++++ DATA EXTRACT

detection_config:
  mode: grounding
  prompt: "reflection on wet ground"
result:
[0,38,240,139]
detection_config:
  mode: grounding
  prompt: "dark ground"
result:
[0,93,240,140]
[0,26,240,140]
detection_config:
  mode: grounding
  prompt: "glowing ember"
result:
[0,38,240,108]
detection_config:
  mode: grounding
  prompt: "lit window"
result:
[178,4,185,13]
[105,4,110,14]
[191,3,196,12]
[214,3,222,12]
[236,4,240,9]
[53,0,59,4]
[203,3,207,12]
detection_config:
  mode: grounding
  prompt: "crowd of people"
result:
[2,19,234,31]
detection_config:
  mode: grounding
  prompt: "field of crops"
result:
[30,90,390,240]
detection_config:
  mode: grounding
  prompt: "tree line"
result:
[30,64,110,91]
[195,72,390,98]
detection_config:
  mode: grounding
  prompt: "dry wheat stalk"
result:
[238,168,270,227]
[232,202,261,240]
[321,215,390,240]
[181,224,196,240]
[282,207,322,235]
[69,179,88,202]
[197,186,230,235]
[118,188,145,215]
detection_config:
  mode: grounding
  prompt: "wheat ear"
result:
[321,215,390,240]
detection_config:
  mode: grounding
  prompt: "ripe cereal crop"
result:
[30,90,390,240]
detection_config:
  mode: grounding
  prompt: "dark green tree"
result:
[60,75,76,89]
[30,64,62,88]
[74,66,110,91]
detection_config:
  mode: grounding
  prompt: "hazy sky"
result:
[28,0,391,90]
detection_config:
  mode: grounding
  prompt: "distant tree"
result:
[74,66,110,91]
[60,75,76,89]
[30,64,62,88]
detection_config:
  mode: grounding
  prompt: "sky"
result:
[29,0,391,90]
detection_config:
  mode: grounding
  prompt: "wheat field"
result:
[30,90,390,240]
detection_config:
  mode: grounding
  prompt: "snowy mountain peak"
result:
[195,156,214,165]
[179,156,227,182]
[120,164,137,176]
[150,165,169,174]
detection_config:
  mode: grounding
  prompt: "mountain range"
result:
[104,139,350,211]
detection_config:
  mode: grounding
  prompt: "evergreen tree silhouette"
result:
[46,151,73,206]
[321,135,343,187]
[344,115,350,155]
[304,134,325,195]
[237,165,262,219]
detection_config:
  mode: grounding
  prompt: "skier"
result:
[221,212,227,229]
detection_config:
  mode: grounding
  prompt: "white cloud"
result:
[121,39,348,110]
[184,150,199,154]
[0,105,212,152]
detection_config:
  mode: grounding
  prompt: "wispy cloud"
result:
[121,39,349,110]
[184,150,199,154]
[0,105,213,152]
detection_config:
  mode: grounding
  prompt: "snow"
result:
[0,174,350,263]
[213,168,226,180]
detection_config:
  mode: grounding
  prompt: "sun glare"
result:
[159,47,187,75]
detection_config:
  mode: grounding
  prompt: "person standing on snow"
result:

++++++++

§ **WHAT TO WORK ON**
Please pull out each line in the entries above that contains the word "tree", and list those lines in their original order.

§ **RESPONSE TO THIS TASK**
  prompt: "tree line"
  prompt: "dark green tree"
  prompt: "distant tree"
  prompt: "evergreen tree silhouette"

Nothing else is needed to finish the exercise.